_SELECTED TEXT_
-- Opening Marker --

The question is real and when you don't get an answer it's frustrating. Not only for you but it's frustrating for the person that can't explain it too!
We all know someone that has their ups and downs. Sometimes those ups and downs are linked to something called MENTAL ILLNESS. Let me be very clear. Mental Illness is a REAL thing and it doesn't always refer to someone that is completely off their rocker and needs to be locked up in a mental institute or hospitalized. Let me be even more clear...sometimes a person does need to be in a hospital or institute and that is OK because if you broke your leg I wouldn't tell you to walk it off. I would tell you however, to go to the hospital, have a professional treat you and when you're all better you can come back from the hospital. IT IS THE SAME THING!! But sometimes you want to SCREAM...WHAT IS WRONG WITH YOU?!
This article is for those of you that are not suffering from a mental health illness and are at their whits end trying to deal with someone who does.
#1 - You have every right to be frustrated
You don't have to pretend that you understand when you don't. You don't have to walk around on egg shells or be afraid of saying something wrong. You do have to try to understand and be patient. It's hard, you can't see it, you don't know what is happening and you don't know when it's going to happen. Remember this...the person that has the mental illness is also frustrated. They too don't understand, don't know when it's going to happen and they know that it's hurting you.

-- Closing Marker --

[Point localization data]
-- Opening Marker --

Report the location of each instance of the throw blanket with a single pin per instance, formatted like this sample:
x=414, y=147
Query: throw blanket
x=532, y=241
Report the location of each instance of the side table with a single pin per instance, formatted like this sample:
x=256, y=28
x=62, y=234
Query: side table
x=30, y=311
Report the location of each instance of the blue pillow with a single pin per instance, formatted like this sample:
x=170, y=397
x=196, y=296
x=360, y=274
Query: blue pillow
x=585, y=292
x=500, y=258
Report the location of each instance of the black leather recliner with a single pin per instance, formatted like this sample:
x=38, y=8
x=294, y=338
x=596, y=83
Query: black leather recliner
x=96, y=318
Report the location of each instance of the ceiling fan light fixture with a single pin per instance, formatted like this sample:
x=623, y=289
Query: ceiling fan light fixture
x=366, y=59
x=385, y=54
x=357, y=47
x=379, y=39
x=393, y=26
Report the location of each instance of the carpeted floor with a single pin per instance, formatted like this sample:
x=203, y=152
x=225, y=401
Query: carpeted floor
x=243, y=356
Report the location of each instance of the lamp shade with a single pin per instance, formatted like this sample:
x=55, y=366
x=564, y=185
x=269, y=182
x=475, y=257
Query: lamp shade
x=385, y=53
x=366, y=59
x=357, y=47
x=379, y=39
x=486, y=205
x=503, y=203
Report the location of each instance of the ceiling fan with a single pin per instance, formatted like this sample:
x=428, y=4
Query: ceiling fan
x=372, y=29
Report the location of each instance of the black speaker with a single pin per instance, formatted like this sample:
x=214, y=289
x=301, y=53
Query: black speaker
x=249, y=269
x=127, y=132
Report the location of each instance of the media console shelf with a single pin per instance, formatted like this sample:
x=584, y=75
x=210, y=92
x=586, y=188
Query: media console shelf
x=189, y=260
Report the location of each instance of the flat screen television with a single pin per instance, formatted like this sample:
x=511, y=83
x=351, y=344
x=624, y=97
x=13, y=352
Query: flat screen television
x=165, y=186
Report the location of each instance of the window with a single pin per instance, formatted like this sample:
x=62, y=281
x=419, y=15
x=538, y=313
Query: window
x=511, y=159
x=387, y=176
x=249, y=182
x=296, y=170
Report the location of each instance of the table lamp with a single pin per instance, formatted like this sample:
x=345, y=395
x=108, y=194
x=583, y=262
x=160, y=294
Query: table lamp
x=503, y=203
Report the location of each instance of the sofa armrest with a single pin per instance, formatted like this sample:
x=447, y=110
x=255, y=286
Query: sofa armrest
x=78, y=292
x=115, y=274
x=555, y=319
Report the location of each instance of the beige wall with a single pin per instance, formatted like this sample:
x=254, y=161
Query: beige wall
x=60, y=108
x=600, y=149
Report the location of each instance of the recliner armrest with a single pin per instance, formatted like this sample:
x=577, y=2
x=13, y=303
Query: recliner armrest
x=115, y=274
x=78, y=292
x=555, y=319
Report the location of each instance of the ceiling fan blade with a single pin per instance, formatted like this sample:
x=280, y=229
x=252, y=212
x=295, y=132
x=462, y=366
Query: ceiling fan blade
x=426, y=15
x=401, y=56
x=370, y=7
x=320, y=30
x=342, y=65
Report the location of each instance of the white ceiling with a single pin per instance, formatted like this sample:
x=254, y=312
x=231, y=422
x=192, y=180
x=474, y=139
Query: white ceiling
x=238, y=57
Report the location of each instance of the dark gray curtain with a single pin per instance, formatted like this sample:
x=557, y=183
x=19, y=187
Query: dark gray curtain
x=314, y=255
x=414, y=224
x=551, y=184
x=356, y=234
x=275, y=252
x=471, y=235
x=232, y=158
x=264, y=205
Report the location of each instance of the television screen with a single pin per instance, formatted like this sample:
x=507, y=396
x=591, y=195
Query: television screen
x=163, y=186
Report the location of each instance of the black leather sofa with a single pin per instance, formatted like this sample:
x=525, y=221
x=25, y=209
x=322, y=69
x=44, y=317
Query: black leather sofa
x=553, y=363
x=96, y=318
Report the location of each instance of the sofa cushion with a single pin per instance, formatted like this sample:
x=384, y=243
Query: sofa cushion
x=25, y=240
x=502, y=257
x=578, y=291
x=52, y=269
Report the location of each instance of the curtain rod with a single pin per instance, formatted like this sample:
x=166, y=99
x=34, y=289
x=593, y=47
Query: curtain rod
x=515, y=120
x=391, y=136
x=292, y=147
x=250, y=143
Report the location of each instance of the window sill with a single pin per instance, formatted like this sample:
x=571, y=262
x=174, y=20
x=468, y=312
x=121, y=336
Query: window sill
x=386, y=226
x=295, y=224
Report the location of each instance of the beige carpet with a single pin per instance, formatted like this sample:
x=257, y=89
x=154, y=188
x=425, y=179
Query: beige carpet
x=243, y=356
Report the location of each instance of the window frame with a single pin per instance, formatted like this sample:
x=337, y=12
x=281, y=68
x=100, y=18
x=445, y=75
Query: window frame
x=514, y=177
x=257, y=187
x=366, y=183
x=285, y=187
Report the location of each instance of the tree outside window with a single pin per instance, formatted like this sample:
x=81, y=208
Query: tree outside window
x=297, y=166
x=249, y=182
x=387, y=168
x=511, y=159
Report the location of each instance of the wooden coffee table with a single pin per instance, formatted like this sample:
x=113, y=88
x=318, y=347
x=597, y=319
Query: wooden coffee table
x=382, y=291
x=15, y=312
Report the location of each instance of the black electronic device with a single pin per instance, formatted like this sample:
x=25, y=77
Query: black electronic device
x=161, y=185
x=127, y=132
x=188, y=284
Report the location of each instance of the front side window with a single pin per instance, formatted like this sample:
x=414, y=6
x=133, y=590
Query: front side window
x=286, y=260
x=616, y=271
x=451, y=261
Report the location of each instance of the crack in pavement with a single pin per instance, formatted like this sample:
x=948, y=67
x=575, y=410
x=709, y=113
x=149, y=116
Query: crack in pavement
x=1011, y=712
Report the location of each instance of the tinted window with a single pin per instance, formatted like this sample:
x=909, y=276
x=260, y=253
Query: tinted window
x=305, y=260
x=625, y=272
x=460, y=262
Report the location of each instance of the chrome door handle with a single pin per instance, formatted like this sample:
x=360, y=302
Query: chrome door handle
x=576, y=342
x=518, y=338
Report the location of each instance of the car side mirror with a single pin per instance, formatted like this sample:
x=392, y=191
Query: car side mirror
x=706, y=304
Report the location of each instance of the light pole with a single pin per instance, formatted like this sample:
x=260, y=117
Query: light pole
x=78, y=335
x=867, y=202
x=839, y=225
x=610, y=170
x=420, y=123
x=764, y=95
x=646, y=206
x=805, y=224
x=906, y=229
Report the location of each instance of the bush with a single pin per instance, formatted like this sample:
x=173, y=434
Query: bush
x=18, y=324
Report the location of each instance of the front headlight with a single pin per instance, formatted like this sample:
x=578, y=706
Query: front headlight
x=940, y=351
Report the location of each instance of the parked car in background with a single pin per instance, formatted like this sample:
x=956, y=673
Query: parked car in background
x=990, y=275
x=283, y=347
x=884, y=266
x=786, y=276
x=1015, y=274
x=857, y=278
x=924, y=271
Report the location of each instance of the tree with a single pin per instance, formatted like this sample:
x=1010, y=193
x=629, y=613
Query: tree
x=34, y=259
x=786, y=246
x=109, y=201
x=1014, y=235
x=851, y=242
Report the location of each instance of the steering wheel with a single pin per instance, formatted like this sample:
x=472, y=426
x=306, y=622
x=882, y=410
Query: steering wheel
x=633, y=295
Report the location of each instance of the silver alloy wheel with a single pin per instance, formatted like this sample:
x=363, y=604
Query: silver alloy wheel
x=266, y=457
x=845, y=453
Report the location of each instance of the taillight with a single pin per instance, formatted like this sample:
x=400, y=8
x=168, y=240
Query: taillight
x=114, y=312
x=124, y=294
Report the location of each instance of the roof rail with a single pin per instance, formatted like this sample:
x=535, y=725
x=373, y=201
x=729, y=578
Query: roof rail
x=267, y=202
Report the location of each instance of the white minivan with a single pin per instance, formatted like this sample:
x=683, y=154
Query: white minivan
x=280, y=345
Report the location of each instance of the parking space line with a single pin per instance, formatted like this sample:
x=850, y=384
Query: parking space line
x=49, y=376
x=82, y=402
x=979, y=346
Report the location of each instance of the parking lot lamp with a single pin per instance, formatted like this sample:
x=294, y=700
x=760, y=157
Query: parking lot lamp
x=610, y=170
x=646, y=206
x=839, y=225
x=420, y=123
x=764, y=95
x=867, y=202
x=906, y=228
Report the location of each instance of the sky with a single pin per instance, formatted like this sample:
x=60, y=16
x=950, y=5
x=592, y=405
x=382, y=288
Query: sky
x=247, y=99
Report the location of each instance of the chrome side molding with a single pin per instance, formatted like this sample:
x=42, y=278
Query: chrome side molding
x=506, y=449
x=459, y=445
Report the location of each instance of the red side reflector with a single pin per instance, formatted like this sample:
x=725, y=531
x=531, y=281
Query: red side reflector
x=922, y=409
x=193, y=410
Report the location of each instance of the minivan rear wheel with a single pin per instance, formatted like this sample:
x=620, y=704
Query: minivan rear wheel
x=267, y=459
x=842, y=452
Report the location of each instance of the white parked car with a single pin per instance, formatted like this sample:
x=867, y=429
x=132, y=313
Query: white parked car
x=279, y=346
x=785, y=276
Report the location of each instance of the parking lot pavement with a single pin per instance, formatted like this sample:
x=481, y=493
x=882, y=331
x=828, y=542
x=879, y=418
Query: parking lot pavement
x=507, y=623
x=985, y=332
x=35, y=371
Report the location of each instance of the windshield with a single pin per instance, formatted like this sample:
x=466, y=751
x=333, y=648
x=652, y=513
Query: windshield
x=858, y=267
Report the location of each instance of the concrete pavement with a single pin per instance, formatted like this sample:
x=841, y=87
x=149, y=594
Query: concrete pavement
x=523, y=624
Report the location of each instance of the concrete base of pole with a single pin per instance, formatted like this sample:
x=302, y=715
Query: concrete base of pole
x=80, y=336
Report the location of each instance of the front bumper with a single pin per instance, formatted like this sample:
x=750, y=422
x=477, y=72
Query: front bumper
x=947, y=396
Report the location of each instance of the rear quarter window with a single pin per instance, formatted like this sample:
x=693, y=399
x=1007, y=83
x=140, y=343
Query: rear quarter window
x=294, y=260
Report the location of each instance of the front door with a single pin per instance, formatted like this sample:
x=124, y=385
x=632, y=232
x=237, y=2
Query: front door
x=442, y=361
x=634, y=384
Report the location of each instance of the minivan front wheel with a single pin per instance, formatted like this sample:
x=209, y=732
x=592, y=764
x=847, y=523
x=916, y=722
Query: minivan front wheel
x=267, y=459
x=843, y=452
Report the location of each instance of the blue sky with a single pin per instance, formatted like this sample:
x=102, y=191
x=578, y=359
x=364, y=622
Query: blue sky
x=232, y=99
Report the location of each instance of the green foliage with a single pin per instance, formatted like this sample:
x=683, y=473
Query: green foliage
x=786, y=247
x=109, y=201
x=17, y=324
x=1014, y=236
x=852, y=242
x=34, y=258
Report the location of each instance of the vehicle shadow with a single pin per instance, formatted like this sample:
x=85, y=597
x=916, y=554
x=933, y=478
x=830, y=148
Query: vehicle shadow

-- Closing Marker --

_PROBLEMS TO SOLVE_
**A)** According to the article about mental illness, who is the article written for?
**B)** Restate the paragraph in the article about mental illness that begins "You don't have to pretend" as a short list, keeping its main points.
**C)** Copy the article about mental illness word for word from "#1 - You have" to "it's hurting you.".

_ANSWERS GIVEN_
**A)** People who don't have a mental health illness and are struggling to deal with someone who does.

**B)**
- You don't have to pretend to understand when you don't.
- You don't have to walk on eggshells or fear saying the wrong thing.
- You do have to try to understand and be patient.
- It's hard because you can't see it and don't know what is happening or when it will happen.
- The person with the mental illness is also frustrated, doesn't understand or know when it will happen, and knows it's hurting you.

**C)**
#1 - You have every right to be frustrated
You don't have to pretend that you understand when you don't. You don't have to walk around on egg shells or be afraid of saying something wrong. You do have to try to understand and be patient. It's hard, you can't see it, you don't know what is happening and you don't know when it's going to happen. Remember this...the person that has the mental illness is also frustrated. They too don't understand, don't know when it's going to happen and they know that it's hurting you.